(Saved data)
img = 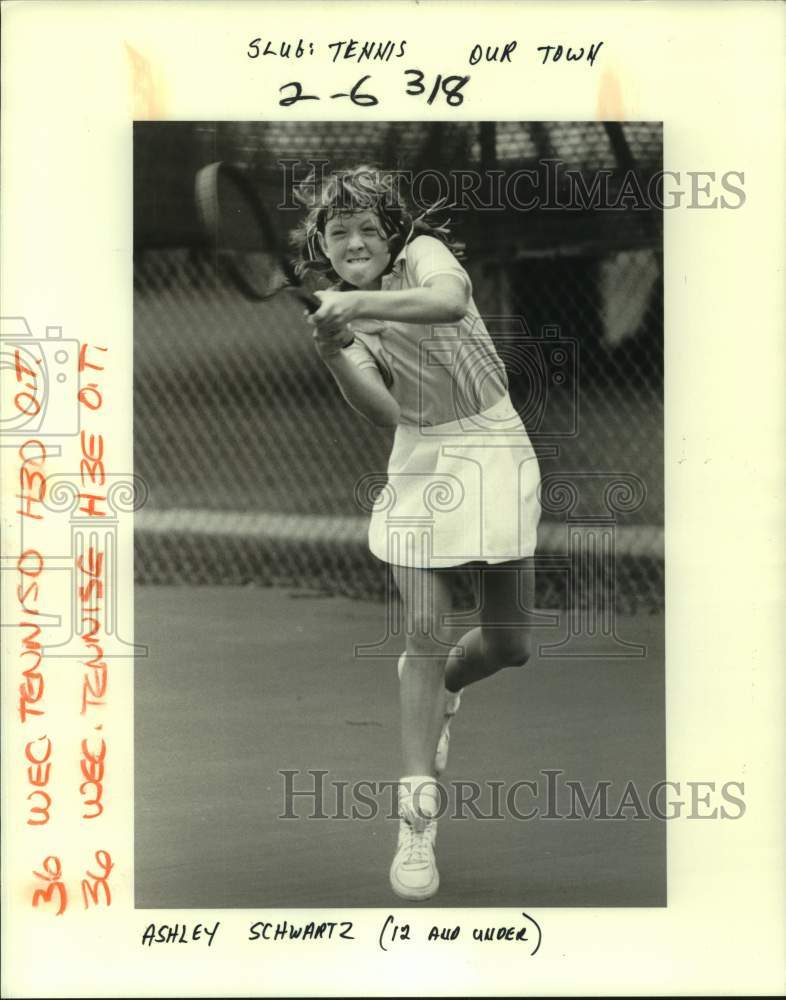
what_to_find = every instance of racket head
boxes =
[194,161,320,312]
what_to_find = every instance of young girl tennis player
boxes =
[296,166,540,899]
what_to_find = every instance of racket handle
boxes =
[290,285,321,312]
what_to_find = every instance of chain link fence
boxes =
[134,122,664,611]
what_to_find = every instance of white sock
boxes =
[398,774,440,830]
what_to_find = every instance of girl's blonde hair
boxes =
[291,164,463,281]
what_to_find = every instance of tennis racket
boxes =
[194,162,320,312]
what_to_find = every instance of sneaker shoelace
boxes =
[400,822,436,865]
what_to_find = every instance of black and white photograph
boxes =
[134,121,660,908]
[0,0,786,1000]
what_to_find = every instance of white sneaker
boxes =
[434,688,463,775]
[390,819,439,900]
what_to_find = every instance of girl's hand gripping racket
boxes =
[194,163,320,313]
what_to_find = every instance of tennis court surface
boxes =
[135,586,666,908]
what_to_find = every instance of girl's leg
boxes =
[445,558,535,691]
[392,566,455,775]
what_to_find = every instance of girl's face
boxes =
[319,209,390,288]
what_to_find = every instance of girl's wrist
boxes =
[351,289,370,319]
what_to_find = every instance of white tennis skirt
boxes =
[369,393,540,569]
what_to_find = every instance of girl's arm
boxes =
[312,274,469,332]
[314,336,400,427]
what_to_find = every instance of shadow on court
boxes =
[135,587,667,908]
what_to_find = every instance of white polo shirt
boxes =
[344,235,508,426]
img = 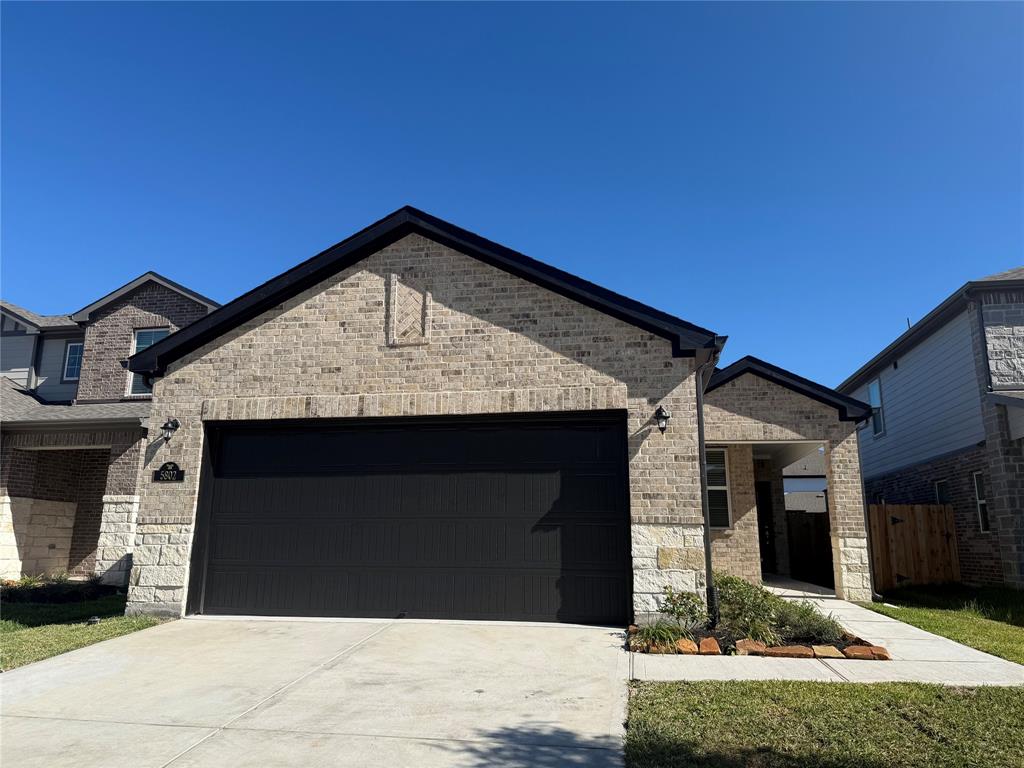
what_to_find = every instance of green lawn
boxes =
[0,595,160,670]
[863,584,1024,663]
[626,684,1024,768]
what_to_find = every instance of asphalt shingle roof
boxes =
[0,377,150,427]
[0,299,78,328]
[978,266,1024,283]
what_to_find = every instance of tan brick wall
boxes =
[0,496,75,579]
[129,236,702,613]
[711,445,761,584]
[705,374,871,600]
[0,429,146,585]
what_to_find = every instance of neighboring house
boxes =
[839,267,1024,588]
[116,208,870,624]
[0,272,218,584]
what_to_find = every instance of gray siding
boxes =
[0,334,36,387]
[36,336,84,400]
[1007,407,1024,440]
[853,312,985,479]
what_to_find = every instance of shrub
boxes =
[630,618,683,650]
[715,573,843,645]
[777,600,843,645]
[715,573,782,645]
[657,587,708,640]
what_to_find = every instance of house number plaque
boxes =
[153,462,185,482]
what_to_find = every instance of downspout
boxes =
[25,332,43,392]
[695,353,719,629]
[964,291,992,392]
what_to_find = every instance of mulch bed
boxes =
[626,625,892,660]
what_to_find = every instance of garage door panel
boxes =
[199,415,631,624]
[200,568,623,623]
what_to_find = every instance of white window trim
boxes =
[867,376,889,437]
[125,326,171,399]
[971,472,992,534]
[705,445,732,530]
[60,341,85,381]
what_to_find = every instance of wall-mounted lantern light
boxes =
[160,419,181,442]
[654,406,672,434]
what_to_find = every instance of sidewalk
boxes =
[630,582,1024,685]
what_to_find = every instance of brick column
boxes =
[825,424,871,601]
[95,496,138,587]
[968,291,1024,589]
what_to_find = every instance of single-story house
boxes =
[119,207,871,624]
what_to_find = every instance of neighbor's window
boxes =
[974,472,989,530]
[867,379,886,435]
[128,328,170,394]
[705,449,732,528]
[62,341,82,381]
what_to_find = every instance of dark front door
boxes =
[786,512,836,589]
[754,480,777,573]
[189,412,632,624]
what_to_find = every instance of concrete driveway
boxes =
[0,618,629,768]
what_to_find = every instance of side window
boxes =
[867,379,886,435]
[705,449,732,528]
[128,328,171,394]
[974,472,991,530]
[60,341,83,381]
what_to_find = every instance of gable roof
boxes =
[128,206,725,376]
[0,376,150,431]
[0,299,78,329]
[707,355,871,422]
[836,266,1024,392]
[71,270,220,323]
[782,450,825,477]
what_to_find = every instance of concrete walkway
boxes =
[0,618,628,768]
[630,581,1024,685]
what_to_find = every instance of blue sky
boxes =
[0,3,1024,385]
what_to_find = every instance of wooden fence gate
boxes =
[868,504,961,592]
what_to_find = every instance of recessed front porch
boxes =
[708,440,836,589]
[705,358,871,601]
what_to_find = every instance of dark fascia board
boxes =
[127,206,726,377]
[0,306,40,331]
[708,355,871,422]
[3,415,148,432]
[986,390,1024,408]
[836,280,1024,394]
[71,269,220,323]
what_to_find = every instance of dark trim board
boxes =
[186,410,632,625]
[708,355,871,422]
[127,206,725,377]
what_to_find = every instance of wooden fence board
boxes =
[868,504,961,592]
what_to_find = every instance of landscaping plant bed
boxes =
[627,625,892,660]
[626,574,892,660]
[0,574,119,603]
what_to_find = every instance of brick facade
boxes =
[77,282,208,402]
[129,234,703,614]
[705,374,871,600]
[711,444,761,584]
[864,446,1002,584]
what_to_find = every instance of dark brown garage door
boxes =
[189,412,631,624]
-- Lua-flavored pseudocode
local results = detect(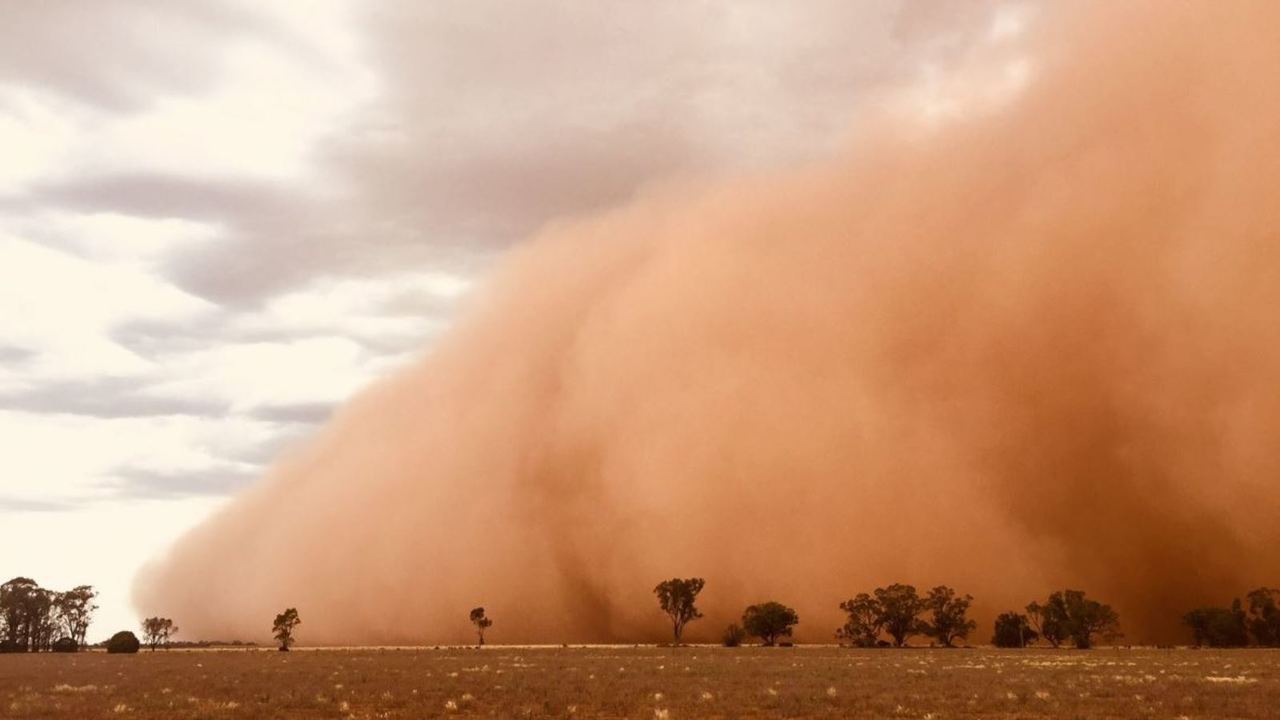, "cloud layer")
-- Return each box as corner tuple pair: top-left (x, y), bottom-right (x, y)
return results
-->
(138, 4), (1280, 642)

- _Problem requirements_
Put the part of the material that opens with the line containing "what_to_find = every instance of young" and closes with the line containing "[153,462,185,482]" into a JSON list of strings, one string per line, skipping blank lines. Leave the pictures out of the answer.

- _Output of the exercise_
[
  "what_to_find = every instance of young girl tennis player",
  "boxes =",
  "[296,166,540,899]",
  "what_to_find = every instance of racket handle",
  "boxes =",
  "[290,285,321,312]",
  "what_to_find = every instance of chain link fence",
  "boxes =",
  "[134,122,664,611]",
  "what_to_find = every instance of white sock",
  "boxes =",
  "[398,774,440,830]",
  "what_to_find = every instance of girl's blonde hair",
  "boxes =",
  "[291,164,463,281]",
  "what_to_find = every instance of tennis racket",
  "boxes =",
  "[194,162,320,312]",
  "what_to_find = every instance of sneaker shoelace",
  "boxes =",
  "[400,822,436,865]",
  "what_to_find = every instance of black and white photograph",
  "boxes =",
  "[134,121,660,908]",
  "[0,0,786,1000]",
  "what_to_find = every instance of white sneaker",
  "boxes =",
  "[434,688,463,775]",
  "[390,819,439,900]",
  "what_to_find = every instance of girl's hand gripping racket",
  "boxes =",
  "[194,163,320,313]",
  "what_to_find = every instance of tennis court surface",
  "boxes =",
  "[135,586,666,908]",
  "what_to_find = every instance of girl's leg",
  "boxes =",
  "[445,558,535,691]",
  "[392,566,455,775]",
  "what_to_find = every instance of girl's face",
  "boxes =",
  "[319,209,390,288]",
  "what_to_find = every instance of girl's wrist",
  "boxes =",
  "[351,289,370,319]",
  "what_to_find = every instance of white tennis skirt",
  "boxes =",
  "[369,393,540,569]",
  "what_to_find = every instance of girl's arm",
  "boxes =",
  "[312,274,469,332]",
  "[314,336,400,427]",
  "what_to_find = every instance of shadow on court",
  "boxes =",
  "[135,587,667,908]",
  "what_to_find = every instance of white polo shirt",
  "boxes =",
  "[344,235,508,426]",
  "img = ",
  "what_to_find = every instance of green lawn",
  "boxes =",
  "[0,595,160,670]",
  "[863,584,1024,663]",
  "[626,684,1024,768]",
  "what_to_find = every instance of asphalt shingle roof",
  "boxes =",
  "[0,377,150,427]",
  "[0,299,78,328]",
  "[978,266,1024,283]",
  "what_to_find = every instance of tan brick wall",
  "boxes =",
  "[0,496,75,579]",
  "[129,236,702,613]",
  "[711,445,761,584]",
  "[705,374,871,600]",
  "[0,429,146,585]",
  "what_to_find = every instance of neighboring house",
  "boxes =",
  "[839,267,1024,588]",
  "[116,208,870,624]",
  "[0,272,218,584]",
  "what_to_find = every instance of gray siding",
  "boxes =",
  "[0,334,36,387]",
  "[36,336,84,400]",
  "[1007,407,1024,440]",
  "[853,312,985,479]",
  "what_to_find = every instance of shrub",
  "boxes =",
  "[630,618,683,650]",
  "[715,573,843,645]",
  "[777,600,843,645]",
  "[715,573,782,645]",
  "[657,587,708,640]",
  "what_to_find = every instance of house number plaque",
  "boxes =",
  "[153,462,185,482]"
]